** Start of PROVIDED MATERIAL **

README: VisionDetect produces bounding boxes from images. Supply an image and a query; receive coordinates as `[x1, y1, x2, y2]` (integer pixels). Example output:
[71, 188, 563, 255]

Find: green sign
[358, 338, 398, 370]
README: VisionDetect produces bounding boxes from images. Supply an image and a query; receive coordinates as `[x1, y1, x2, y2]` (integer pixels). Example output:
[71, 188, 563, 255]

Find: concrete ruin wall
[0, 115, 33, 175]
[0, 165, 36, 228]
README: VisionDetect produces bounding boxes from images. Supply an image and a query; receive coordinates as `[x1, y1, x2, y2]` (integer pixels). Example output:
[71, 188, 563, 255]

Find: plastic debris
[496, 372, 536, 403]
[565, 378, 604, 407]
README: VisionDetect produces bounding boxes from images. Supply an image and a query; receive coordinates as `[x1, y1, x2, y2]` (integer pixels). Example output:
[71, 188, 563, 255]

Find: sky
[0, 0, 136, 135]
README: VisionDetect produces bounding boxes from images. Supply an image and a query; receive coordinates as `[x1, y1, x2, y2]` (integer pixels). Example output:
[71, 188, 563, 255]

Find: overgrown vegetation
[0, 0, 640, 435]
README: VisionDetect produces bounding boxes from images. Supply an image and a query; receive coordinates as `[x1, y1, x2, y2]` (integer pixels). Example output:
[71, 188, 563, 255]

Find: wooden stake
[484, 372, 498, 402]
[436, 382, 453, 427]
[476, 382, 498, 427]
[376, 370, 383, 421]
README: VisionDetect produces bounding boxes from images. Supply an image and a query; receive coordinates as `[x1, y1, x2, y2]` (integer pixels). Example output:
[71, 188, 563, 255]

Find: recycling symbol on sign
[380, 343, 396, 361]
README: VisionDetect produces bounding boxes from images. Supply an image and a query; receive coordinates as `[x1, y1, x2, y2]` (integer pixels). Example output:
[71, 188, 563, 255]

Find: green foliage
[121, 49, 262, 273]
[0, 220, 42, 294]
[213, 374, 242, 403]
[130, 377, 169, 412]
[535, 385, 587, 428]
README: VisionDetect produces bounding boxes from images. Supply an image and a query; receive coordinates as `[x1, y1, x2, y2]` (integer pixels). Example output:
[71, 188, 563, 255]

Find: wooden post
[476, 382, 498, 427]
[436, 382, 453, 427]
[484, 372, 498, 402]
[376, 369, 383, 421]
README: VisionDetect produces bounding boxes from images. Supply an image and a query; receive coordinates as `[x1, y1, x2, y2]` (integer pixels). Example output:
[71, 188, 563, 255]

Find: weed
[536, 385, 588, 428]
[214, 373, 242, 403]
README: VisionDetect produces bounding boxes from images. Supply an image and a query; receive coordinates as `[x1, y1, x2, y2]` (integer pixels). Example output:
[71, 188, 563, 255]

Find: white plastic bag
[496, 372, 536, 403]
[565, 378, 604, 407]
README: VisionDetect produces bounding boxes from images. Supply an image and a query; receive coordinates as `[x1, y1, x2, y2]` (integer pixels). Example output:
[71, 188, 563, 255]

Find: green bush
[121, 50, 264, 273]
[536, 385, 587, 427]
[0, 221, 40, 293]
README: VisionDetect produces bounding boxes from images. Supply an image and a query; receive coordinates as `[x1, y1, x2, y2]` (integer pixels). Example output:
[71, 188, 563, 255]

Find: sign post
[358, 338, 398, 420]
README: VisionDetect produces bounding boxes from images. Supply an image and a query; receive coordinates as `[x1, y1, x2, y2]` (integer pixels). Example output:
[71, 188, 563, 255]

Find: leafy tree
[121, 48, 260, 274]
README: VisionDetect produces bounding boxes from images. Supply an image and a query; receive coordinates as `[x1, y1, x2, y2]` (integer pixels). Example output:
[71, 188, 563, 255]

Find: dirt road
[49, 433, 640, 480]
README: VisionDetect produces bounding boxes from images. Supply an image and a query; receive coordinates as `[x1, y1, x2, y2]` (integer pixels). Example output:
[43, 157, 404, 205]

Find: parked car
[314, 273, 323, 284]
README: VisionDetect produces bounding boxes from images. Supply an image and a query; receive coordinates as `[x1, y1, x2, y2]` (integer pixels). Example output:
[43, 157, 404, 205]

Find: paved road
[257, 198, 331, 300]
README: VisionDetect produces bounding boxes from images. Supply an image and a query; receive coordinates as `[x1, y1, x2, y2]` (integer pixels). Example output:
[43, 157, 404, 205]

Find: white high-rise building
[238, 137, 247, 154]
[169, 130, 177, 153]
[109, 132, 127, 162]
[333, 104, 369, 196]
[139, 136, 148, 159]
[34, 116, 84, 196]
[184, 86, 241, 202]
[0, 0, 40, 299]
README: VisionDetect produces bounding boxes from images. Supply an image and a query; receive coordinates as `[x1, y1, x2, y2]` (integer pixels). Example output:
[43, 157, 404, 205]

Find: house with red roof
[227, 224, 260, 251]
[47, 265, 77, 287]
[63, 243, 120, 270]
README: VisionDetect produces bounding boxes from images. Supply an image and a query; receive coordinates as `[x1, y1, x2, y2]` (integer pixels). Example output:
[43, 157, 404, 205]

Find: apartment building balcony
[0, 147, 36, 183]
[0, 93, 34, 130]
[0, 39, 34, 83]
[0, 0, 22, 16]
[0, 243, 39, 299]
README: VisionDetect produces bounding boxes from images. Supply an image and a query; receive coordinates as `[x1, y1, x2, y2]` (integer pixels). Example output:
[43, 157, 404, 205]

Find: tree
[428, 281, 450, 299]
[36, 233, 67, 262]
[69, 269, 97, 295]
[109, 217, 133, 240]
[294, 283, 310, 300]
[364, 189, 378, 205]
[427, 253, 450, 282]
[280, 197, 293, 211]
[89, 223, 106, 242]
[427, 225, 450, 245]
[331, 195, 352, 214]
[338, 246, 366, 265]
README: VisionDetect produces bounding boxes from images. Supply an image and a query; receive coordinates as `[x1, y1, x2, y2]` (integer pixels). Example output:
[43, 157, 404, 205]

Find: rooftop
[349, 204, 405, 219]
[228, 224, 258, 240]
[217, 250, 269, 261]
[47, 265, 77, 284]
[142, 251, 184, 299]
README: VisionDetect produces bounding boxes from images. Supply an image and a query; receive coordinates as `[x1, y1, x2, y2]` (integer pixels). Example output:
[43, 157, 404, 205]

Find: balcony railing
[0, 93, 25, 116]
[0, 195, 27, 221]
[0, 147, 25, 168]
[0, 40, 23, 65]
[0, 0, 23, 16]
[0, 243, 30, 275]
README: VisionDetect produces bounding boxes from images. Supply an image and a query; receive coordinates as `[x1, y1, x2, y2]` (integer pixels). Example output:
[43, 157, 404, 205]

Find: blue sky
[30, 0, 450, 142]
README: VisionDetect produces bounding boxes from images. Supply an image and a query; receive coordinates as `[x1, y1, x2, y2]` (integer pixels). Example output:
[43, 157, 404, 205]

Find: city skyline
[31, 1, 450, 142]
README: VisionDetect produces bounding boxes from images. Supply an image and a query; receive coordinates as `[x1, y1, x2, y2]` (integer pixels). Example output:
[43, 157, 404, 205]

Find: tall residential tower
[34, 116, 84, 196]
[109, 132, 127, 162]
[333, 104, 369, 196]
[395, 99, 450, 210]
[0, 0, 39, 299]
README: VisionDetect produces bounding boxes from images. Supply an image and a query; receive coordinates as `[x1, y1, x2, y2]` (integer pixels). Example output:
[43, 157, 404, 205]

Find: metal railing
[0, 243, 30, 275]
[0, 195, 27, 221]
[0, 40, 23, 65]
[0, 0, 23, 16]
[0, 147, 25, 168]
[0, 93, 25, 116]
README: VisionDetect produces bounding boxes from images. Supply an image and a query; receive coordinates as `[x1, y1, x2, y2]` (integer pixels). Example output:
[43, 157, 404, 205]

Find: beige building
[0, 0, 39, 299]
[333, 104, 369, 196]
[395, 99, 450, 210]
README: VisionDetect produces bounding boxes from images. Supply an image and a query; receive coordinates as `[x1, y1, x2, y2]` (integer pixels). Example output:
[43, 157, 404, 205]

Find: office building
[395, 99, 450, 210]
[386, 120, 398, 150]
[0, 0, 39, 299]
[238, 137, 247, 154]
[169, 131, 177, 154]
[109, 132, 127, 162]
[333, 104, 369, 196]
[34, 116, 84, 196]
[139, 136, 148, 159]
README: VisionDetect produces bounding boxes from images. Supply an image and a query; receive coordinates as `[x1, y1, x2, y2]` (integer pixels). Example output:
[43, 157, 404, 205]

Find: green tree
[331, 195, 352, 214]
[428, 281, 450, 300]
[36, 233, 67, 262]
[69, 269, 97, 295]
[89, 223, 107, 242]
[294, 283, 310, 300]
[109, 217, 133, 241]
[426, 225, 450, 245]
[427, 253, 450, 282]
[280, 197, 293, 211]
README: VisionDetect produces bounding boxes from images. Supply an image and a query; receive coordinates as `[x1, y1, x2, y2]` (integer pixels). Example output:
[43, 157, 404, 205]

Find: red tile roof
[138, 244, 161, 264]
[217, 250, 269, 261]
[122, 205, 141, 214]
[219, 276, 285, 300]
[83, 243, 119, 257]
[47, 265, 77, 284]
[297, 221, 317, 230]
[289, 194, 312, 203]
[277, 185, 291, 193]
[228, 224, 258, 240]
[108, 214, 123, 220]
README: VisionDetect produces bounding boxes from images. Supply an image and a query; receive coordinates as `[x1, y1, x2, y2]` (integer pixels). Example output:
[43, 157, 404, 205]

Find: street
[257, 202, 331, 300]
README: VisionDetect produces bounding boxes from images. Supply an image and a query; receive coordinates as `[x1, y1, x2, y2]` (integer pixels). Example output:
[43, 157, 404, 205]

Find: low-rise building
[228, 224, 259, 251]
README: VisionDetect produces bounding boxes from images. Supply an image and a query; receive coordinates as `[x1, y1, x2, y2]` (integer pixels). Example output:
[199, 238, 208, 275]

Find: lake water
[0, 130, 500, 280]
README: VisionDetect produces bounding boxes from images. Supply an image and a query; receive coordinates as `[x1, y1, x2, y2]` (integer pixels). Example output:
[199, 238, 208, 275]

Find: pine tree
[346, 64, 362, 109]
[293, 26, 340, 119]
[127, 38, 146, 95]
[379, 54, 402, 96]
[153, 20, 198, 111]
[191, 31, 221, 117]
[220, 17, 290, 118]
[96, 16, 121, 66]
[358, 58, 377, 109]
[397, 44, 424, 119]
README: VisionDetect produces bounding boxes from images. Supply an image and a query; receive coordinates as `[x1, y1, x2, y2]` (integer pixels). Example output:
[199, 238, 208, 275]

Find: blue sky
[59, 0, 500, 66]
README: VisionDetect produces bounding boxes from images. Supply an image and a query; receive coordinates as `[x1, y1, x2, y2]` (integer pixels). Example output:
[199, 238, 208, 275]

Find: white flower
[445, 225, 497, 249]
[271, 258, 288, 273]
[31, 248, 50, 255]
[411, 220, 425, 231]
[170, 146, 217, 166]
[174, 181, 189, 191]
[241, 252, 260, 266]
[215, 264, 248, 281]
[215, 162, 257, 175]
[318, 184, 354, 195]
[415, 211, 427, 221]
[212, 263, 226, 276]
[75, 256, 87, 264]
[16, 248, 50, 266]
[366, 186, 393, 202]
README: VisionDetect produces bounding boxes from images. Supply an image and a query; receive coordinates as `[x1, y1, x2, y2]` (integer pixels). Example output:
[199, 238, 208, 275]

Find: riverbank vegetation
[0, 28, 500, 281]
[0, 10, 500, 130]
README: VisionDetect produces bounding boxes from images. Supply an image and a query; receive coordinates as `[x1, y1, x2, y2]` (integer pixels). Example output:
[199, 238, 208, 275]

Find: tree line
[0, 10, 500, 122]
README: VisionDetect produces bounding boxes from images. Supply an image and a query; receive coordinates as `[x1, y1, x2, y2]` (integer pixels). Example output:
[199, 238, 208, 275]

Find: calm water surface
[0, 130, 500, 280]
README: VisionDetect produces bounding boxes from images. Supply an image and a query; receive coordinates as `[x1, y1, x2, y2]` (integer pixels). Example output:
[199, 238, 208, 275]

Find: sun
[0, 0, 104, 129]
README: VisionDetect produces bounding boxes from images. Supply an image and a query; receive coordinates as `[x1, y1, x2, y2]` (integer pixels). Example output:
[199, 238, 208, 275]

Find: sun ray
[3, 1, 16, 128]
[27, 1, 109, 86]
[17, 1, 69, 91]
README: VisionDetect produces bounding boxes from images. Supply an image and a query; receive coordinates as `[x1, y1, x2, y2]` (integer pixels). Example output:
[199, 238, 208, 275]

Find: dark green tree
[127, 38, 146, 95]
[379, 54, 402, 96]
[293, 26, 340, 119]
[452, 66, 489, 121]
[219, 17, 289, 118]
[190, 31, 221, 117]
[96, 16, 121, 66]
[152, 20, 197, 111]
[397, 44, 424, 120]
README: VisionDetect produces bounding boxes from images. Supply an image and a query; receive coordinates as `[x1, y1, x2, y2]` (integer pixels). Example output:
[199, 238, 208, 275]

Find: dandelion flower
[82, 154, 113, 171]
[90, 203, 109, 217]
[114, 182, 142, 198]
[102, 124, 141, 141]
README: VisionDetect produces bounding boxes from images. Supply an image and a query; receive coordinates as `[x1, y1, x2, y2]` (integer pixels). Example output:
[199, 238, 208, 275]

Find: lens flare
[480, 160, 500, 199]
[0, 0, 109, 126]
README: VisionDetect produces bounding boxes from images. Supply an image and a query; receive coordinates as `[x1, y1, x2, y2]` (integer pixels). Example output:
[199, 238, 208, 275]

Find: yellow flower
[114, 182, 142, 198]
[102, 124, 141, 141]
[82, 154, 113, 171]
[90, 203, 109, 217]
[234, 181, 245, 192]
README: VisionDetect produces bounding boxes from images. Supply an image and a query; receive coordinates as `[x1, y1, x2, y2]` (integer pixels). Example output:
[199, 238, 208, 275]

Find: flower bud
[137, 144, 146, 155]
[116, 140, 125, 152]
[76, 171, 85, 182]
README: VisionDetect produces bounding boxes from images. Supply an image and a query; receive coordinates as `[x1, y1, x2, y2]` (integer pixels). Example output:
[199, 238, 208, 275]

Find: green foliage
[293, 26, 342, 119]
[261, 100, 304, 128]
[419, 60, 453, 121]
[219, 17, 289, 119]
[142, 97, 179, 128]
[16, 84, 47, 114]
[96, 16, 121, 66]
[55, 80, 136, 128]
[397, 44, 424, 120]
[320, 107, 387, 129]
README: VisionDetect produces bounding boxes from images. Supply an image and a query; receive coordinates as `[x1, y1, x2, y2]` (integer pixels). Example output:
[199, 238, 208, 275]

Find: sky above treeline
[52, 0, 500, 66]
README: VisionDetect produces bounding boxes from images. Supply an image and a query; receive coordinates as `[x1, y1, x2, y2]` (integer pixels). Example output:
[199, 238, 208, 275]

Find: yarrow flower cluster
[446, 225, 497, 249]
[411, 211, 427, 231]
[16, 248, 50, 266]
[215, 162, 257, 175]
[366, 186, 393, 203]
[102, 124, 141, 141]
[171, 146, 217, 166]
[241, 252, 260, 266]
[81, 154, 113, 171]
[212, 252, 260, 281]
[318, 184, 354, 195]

** End of PROVIDED MATERIAL **

» REQUEST:
Rewrite the entries from the first line down through the line containing "[0, 0, 640, 435]", swapping "plastic debris" for "plastic litter" and keeping everything else unchanged.

» TASK RESULT:
README: VisionDetect produces bounding boxes from images. Supply an image and a query; receive coordinates as `[x1, y1, x2, y2]` (integer pixels). Example output:
[71, 188, 563, 255]

Find: green sign
[358, 338, 398, 370]
README: VisionDetect produces bounding boxes from images. Supply an image and a query; receive coordinates as `[x1, y1, x2, y2]` (integer pixels). Example output:
[71, 188, 563, 255]

Find: concrete ruin wall
[0, 115, 33, 175]
[0, 165, 36, 228]
README: VisionDetect produces bounding boxes from images. Supply an image and a query; receive coordinates as `[x1, y1, x2, y2]` (integer pixels). Example output:
[71, 188, 563, 255]

Find: plastic litter
[496, 372, 536, 403]
[565, 378, 604, 407]
README: VisionDetect produces bounding boxes from images. Supply an image and a query; receive coordinates as `[x1, y1, x2, y2]` (integer pixels). Example output:
[71, 188, 563, 255]

Find: sky
[0, 0, 136, 135]
README: VisionDetect produces bounding boxes from images. Supply an image and a query; receive coordinates as `[x1, y1, x2, y2]` (integer pixels). Example output:
[71, 188, 563, 255]

Find: overgrown vegetation
[0, 0, 640, 435]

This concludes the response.